::: Text section
COURT FILE NO.: CV-21-659856
DATE: December 13, 2022
SUPERIOR COURT OF JUSTICE - ONTARIO
RE: Zagros Homes Development Inc. cob Zagros Homes Development v. Hans Steel Canada Corp. and 2458313 Ontario Inc.;
BEFORE: ASSOCIATE JUSTICE C. WIEBE
COUNSEL: Robert N. Kostyniuk for Zagros Homes Development Inc. cob Zagros Homes Development (“Zagros”);
Michael C. Ly for 2458313 Ontario Inc. (“245”).
HEARD: December 12, 2022.
REASONS FOR DECISION
[1] There were two motions to be determined in this civil, non-lien action. First, there was the motion by Zagros for an order granting it leave to amend its statement of claim to add a paragraph that contains Zagros claims of unjust enrichment and quantum meruit as against the owner, 245. This motion was opposed by 245. Second, there was the motion by 245 for an order striking the statement of claim as against 245 under Rule 21 on the grounds that, having failed to preserve and perfect a construction lien, Zagros is legally precluded from pursuing any other claims against the owner. The two motions were related, and therefore I will deal with both in these reasons.
::::::
::: Material supplied
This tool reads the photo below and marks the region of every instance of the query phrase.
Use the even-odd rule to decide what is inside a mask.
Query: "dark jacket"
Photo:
::::::
::: Material supplied
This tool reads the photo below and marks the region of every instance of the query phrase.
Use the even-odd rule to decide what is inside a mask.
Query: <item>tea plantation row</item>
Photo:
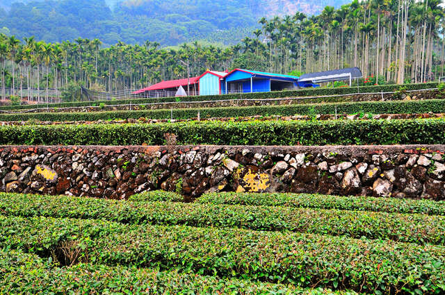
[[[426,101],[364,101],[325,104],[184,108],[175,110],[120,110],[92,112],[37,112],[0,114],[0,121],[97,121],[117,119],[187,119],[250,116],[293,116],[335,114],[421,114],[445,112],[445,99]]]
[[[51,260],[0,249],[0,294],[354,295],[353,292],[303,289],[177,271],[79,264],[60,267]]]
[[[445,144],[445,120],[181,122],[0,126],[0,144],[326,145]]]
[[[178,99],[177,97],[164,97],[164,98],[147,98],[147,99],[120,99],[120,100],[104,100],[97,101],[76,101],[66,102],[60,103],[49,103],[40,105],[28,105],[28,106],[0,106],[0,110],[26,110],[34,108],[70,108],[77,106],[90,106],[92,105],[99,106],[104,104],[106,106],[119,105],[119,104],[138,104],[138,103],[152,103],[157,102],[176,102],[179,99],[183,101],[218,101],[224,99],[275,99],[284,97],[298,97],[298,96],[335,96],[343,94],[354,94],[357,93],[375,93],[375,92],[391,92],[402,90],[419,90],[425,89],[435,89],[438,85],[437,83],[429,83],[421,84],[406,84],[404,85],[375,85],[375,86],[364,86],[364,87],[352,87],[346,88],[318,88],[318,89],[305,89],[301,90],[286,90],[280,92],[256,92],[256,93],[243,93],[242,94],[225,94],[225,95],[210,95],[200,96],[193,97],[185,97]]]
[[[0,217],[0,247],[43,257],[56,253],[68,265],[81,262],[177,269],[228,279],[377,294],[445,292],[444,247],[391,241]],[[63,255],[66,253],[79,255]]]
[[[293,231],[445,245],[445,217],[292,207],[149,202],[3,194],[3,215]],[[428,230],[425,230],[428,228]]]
::::::
Work instructions:
1: Reproduce the court decision from "REASONS FOR DECISION" up to and including "in these reasons.".
2: In the court decision above, under which rule did 245 seek to strike the statement of claim?

Answer set:
1:
REASONS FOR DECISION
[1] There were two motions to be determined in this civil, non-lien action. First, there was the motion by Zagros for an order granting it leave to amend its statement of claim to add a paragraph that contains Zagros claims of unjust enrichment and quantum meruit as against the owner, 245. This motion was opposed by 245. Second, there was the motion by 245 for an order striking the statement of claim as against 245 under Rule 21 on the grounds that, having failed to preserve and perfect a construction lien, Zagros is legally precluded from pursuing any other claims against the owner. The two motions were related, and therefore I will deal with both in these reasons.

2: Rule 21